● TO BE DONE
Reproduce the following lines word for word, covering all of the material.

-- Begin DATASET EXCERPTS --

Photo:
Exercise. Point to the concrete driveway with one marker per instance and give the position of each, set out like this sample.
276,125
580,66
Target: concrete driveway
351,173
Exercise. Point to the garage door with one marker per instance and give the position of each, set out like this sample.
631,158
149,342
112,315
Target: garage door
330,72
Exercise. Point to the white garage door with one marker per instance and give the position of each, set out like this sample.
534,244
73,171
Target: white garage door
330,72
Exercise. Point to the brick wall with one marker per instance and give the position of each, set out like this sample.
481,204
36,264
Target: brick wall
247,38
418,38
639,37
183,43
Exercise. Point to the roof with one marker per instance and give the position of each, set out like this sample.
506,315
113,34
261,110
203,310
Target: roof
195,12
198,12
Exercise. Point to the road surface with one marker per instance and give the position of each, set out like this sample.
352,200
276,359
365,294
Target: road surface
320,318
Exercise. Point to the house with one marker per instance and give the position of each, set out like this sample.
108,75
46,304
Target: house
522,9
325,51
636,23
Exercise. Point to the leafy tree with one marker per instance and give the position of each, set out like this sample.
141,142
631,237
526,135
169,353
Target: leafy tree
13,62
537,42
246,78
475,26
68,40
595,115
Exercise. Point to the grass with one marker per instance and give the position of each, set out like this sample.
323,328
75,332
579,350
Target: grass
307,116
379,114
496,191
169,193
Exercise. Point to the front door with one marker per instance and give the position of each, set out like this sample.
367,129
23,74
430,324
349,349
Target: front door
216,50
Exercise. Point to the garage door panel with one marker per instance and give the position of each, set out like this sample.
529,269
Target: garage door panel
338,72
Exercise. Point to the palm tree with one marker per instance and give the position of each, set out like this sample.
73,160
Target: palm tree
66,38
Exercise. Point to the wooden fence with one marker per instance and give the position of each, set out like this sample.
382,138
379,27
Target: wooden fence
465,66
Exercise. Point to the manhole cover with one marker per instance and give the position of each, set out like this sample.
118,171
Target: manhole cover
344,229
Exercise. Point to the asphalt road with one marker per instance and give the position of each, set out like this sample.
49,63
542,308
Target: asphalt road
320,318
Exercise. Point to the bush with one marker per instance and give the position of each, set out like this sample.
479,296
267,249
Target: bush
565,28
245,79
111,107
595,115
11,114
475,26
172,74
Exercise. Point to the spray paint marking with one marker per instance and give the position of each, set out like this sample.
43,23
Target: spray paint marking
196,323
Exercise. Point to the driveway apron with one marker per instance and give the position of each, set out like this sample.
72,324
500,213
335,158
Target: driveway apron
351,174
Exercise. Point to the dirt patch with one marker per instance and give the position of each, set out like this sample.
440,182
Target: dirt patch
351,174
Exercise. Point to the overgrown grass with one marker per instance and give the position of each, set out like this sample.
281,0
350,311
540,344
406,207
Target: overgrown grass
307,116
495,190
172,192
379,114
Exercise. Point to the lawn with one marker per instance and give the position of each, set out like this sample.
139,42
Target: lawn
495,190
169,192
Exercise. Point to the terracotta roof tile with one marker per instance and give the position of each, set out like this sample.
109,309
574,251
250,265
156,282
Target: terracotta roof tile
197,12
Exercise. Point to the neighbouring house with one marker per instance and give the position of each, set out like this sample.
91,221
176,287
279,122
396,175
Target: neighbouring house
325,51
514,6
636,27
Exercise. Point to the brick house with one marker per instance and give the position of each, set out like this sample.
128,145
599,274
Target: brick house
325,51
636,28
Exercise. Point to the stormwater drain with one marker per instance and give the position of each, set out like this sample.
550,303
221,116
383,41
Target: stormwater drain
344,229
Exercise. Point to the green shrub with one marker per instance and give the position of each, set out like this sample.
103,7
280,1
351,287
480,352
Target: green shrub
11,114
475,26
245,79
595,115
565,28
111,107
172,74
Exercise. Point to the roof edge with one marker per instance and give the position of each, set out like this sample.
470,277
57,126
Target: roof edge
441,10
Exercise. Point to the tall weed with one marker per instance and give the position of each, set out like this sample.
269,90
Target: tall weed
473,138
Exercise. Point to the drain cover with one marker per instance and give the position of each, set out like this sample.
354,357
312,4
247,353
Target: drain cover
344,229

-- End DATASET EXCERPTS --

● THE SOLUTION
Photo:
Exercise. Point to the concrete driveway with one marker per instance and give the position of each, set out like this sample.
276,125
580,66
Target: concrete driveway
351,173
Exercise. Point to the garage door with one marker per instance and give the position of each, set out like this sample.
631,158
149,342
112,315
Target: garage door
330,72
Exercise. Point to the white garage door with one marker per instance and give the position of each, set out like this sample.
534,244
73,171
Target: white garage door
330,72
Exercise. Point to the brick wall with one marker per instance and give the position of each, set out like this sample.
481,204
36,264
Target: brick wall
247,38
418,38
639,37
183,43
Exercise. Point to the roof with one marker per instance and give the position of each, set out like this sample.
506,315
113,34
261,110
203,310
Target: roof
195,12
198,12
Exercise. Point to the road surface with one marker per instance and give the position of each, set out like this sample.
352,200
276,359
365,294
Target: road surface
320,318
Exercise. Point to the house with one marker per instance and give the position of each, set out like this sample.
108,75
46,304
Target: house
522,9
325,51
636,23
Exercise. Point to the leafy tree with one marker per instance and give the position of each, set out like this sample.
141,142
631,237
526,135
169,353
Target: leafy tree
13,62
537,42
246,78
475,26
68,40
595,115
Exercise. Point to the grass with one marker per instance and give the position of each, set out like this sample.
323,328
75,332
579,350
Target: grass
307,116
379,114
496,191
169,193
Exercise. Point to the front door with one marker per instance and give the position of each, set out like this sample.
367,129
23,74
430,324
349,349
Target: front door
216,50
Exercise. Point to the garage door panel with one marker per instance and give the position of each, set out like this sample.
529,269
Target: garage door panel
338,72
Exercise. Point to the palm tree with one marker per instance and give the position of each, set out like this sample.
73,160
Target: palm tree
66,38
Exercise. Point to the wooden fence with one marker per instance and give the position of each, set out like this sample.
382,138
379,27
Target: wooden fence
465,66
Exercise. Point to the manhole cover with one marker per instance and give the position of each, set out like this sample.
118,171
Target: manhole cover
344,229
Exercise. Point to the asphalt road with one marker per instance and give the position of each, set out like this sample.
49,63
542,308
Target: asphalt road
320,318
Exercise. Point to the bush with one marker per instance and give the position of each, set out like this sample.
479,296
267,249
Target: bush
565,28
245,79
111,107
595,115
11,114
475,26
172,74
Exercise. Point to the spray paint marking with one marker per instance and give the position of each, set out like this sample.
43,23
Target: spray paint marking
196,323
Exercise. Point to the driveway apron with one marker per instance and give the position of each, set out like this sample.
72,324
500,213
335,158
Target: driveway apron
351,174
Exercise. Point to the dirt patch with one marker per instance and give the position of each, set out like this sample.
440,182
Target: dirt patch
351,174
Exercise. Point to the overgrown grass with one marker per instance and give the position of each, set out like this sample.
281,0
350,311
540,344
406,207
Target: overgrown grass
307,116
495,190
172,192
379,114
Exercise. Point to the lawn with one marker per instance and give the position of each, set out like this sample.
139,42
Target: lawn
495,190
169,192
Exercise. Point to the terracotta roof tile with one marker per instance and give the position of each, set out like this sample.
109,309
574,251
250,265
156,282
Target: terracotta roof tile
197,12
Exercise. Point to the neighbouring house with one marker per instance and give the position of each, set out like this sample.
91,221
176,287
279,122
396,175
Target: neighbouring house
325,51
514,6
636,27
Exercise. Point to the brick house with one marker per instance and give the position of each, set out like this sample.
128,145
599,274
Target: brick house
325,51
636,28
Exercise. Point to the stormwater drain with one marker per instance and give the position of each, set out like this sample.
550,303
221,116
383,41
Target: stormwater drain
344,229
Exercise. Point to the green shrub with one marker per instance and give the position of each, set out like this sample.
103,7
280,1
351,287
480,352
Target: green shrub
11,114
475,26
245,79
595,115
565,28
111,107
172,74
Exercise. Point to the roof edge with one marker per instance and give the position of each, set out like this sample.
470,277
57,126
Target: roof edge
441,10
Exercise. Point to the tall weed with one marker per instance and give the position of each, set out like this sample.
269,90
Target: tall weed
473,138
Exercise. Point to the drain cover with one marker per instance and give the position of each, set out like this sample.
354,357
312,4
247,353
Target: drain cover
344,229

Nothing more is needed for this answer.